▸ **PROMPT**
What is needed is an exact copy of the entries below, from the line that contains "Indicate the scroll" through the final line, both included, and nothing else.

▸ **SUPPLIED RECORDS**
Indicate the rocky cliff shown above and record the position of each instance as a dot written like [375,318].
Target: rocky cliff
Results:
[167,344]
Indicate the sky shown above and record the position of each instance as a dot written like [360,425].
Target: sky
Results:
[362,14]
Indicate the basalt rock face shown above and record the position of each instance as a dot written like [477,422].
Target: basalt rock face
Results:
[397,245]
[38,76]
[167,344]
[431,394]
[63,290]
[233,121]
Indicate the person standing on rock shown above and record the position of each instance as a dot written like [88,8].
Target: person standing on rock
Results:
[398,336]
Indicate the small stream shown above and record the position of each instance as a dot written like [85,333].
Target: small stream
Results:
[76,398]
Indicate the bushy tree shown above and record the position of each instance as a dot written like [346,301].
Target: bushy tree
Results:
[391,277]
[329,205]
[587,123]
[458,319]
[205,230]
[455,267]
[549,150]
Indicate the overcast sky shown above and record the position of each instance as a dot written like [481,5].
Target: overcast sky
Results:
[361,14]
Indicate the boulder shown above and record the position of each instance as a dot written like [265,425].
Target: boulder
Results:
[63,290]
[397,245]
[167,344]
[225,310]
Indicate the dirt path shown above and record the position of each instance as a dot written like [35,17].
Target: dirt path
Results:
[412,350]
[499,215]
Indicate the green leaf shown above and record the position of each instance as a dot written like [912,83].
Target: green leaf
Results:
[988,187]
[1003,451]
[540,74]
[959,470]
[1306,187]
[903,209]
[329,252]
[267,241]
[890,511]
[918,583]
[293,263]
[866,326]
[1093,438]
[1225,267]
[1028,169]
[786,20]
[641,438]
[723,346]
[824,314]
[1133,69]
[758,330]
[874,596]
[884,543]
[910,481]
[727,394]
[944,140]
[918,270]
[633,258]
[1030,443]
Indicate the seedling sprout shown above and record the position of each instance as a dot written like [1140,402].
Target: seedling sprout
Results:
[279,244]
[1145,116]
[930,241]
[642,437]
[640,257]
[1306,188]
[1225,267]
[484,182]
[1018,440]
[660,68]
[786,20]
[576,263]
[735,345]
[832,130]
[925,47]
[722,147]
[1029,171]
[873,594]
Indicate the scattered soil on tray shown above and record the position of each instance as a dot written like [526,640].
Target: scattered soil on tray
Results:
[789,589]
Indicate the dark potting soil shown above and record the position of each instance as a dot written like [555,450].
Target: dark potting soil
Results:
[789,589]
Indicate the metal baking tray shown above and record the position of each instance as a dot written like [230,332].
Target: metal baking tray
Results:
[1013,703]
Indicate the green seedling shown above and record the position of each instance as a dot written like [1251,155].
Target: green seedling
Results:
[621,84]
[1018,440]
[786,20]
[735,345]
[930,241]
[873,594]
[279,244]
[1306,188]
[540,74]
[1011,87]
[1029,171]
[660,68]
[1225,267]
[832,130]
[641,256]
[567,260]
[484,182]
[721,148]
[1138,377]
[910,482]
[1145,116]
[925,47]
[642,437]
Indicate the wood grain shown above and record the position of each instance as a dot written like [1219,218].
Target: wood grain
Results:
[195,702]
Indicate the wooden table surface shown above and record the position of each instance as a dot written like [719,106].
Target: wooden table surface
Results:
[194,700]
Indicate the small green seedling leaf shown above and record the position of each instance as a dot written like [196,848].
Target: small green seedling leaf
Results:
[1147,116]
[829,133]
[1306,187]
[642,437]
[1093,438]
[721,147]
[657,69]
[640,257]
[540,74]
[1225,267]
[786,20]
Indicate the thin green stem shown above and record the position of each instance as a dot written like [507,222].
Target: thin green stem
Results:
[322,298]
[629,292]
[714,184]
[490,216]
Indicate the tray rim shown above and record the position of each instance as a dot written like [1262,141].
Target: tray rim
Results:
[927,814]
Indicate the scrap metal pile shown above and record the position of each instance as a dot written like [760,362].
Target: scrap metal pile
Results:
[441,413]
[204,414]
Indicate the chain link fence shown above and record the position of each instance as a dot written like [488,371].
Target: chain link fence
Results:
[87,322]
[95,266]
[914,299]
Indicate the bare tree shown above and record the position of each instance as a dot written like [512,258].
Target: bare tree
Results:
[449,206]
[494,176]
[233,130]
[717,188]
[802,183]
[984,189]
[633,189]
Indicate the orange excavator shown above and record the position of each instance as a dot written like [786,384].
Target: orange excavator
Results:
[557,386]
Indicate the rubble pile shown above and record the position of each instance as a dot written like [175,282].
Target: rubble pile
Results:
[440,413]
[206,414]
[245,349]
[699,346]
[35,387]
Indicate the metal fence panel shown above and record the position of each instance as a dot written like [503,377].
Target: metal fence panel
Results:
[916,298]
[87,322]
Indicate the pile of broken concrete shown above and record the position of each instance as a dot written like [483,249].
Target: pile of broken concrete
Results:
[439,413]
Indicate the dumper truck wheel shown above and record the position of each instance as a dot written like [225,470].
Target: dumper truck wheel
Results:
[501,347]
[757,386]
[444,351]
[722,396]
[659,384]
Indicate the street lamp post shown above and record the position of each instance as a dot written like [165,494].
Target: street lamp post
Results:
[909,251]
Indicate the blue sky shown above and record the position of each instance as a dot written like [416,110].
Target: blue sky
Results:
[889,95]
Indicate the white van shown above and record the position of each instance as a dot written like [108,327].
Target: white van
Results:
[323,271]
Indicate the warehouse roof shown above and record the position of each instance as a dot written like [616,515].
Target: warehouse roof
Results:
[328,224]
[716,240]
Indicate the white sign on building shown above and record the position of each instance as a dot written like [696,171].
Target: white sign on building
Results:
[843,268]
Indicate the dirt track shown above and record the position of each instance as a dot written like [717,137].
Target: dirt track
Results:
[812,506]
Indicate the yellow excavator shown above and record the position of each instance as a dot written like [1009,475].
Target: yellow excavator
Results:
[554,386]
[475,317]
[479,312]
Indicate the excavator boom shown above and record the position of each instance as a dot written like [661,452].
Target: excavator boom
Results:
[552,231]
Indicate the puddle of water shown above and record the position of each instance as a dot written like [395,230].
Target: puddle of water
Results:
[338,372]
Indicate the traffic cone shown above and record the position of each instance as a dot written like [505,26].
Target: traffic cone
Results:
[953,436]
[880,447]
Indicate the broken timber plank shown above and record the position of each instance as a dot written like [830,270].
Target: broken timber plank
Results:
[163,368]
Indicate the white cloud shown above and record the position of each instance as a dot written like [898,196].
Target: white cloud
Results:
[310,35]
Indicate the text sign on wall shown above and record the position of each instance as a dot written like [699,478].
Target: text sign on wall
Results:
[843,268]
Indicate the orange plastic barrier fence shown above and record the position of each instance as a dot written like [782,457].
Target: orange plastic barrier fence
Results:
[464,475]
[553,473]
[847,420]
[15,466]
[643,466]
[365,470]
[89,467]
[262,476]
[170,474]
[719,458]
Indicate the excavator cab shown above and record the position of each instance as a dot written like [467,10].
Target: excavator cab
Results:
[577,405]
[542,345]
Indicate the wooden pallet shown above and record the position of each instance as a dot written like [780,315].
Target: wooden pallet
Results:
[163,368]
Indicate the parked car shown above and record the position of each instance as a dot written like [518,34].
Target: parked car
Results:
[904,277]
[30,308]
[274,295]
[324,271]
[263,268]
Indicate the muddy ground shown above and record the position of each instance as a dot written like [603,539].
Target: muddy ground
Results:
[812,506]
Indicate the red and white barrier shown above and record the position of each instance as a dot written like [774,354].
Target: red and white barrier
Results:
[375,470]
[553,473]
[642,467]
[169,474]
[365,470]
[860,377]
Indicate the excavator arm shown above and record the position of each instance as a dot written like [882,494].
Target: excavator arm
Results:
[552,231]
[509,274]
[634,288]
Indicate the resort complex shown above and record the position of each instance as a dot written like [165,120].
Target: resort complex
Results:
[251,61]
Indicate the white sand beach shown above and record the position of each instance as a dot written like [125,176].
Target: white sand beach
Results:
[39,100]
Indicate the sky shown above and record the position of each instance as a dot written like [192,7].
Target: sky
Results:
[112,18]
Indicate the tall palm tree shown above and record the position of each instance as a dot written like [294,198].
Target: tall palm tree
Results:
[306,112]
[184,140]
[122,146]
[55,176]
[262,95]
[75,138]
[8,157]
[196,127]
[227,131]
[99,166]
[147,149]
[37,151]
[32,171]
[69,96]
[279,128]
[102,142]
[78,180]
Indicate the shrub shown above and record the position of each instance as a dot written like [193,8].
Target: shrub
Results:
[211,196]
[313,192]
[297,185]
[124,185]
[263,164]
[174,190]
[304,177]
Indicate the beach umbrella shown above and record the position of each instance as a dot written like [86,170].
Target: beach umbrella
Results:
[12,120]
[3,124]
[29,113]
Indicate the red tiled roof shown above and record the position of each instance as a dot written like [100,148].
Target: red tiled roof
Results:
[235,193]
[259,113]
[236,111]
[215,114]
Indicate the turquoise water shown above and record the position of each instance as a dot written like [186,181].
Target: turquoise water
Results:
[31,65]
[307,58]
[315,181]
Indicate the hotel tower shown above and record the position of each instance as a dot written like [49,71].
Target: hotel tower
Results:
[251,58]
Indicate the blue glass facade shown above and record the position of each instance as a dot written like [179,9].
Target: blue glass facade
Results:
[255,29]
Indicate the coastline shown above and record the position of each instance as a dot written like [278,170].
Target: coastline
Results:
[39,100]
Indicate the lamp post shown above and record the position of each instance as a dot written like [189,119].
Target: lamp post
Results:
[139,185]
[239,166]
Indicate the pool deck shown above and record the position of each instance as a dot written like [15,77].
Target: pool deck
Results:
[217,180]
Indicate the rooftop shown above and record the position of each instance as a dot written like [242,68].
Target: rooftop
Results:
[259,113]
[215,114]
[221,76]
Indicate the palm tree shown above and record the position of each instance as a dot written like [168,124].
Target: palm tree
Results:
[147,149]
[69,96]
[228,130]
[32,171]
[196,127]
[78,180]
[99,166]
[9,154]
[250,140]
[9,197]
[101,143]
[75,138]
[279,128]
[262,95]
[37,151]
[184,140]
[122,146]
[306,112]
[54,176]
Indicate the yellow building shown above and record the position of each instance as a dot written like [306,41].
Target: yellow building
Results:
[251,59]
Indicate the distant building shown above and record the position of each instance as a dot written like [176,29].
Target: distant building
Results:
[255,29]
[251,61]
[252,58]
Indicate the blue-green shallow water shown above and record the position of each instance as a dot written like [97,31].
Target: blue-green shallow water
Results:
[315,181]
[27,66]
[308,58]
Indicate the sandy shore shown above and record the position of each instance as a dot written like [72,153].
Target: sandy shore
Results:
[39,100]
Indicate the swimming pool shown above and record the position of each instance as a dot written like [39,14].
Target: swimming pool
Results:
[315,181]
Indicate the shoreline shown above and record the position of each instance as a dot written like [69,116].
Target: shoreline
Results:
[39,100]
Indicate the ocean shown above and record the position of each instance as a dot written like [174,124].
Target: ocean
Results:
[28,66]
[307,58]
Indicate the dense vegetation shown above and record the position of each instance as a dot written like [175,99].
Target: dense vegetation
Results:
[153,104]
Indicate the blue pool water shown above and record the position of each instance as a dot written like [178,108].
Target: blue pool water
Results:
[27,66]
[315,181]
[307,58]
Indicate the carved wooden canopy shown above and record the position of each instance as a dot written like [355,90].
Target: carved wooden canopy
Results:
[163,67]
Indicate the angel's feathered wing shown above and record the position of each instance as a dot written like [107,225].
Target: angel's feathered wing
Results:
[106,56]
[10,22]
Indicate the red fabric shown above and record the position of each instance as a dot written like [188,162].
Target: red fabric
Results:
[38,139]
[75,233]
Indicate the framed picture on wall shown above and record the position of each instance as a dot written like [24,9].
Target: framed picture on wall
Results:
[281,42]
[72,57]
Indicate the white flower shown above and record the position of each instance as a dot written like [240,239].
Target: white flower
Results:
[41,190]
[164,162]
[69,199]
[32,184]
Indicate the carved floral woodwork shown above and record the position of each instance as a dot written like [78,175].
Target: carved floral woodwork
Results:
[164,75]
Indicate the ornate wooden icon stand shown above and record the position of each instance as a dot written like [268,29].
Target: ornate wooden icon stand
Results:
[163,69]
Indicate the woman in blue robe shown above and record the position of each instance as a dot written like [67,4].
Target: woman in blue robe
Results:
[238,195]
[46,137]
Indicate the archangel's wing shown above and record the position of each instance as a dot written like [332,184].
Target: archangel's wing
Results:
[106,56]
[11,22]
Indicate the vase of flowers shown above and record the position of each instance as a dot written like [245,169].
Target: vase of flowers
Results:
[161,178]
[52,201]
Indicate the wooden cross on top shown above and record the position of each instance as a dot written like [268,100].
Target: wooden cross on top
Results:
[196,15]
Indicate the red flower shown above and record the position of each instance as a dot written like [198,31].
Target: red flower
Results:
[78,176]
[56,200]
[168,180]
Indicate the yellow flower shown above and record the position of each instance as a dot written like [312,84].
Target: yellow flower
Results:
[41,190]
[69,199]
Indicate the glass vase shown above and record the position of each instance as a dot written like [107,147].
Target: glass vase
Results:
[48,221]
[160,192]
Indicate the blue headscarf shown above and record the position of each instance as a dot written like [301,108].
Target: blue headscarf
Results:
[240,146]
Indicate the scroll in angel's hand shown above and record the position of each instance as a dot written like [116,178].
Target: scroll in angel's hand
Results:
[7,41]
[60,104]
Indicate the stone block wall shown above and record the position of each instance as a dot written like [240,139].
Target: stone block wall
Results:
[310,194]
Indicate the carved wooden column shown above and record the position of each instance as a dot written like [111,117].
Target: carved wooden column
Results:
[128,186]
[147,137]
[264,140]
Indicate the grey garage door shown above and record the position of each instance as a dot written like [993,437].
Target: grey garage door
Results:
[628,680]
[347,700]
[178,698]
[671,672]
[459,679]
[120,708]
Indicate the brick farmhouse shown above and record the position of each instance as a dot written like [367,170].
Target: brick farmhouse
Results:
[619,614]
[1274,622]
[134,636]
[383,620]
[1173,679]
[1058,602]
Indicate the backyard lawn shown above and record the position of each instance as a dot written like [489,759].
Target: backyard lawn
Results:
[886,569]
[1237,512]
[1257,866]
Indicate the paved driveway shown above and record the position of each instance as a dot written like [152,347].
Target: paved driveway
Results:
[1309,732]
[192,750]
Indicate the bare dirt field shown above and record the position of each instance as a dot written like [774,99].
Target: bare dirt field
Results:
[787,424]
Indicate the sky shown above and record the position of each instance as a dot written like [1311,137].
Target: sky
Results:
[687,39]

▸ **FULL OUTPUT**
Indicate the scroll in angel's hand shown above and record the position of each instance as a dot written like [116,178].
Target: scroll in angel's hand
Results:
[7,41]
[60,104]
Indicate the stone block wall shown above and record the position of each instance as a dot written like [240,139].
Target: stone block wall
Results:
[310,194]
Indicate the carved wooden column shown above and record the position of each instance as a dot written like [111,117].
Target: carved wooden column
Results:
[128,186]
[147,137]
[264,140]
Indicate the grey garage door shown above and record the position of each instance as a dot written like [993,437].
Target: grey garage door
Results:
[628,680]
[347,700]
[178,698]
[671,672]
[459,679]
[120,708]
Indicate the brick farmhouse shown above and record the position of each instance as a dot written like [367,170].
Target: brick farmhouse
Results:
[619,614]
[1274,622]
[134,636]
[383,620]
[1173,679]
[1058,602]
Indicate the backyard lawn shown above and record the position of each instance as a dot written like [489,759].
Target: backyard lawn
Results:
[886,569]
[1237,512]
[1257,866]
Indicate the paved driveway shown above and record the position of each instance as a dot written like [152,347].
Target: paved driveway
Results:
[1309,732]
[192,750]
Indicate the bare dirt field shown above and record the position of each instance as a dot written like [774,99].
Target: bare dirt field
Results:
[787,424]
Indicate the sky shown above and record the position of each instance as a dot written like [1311,137].
Target: sky
Results:
[687,39]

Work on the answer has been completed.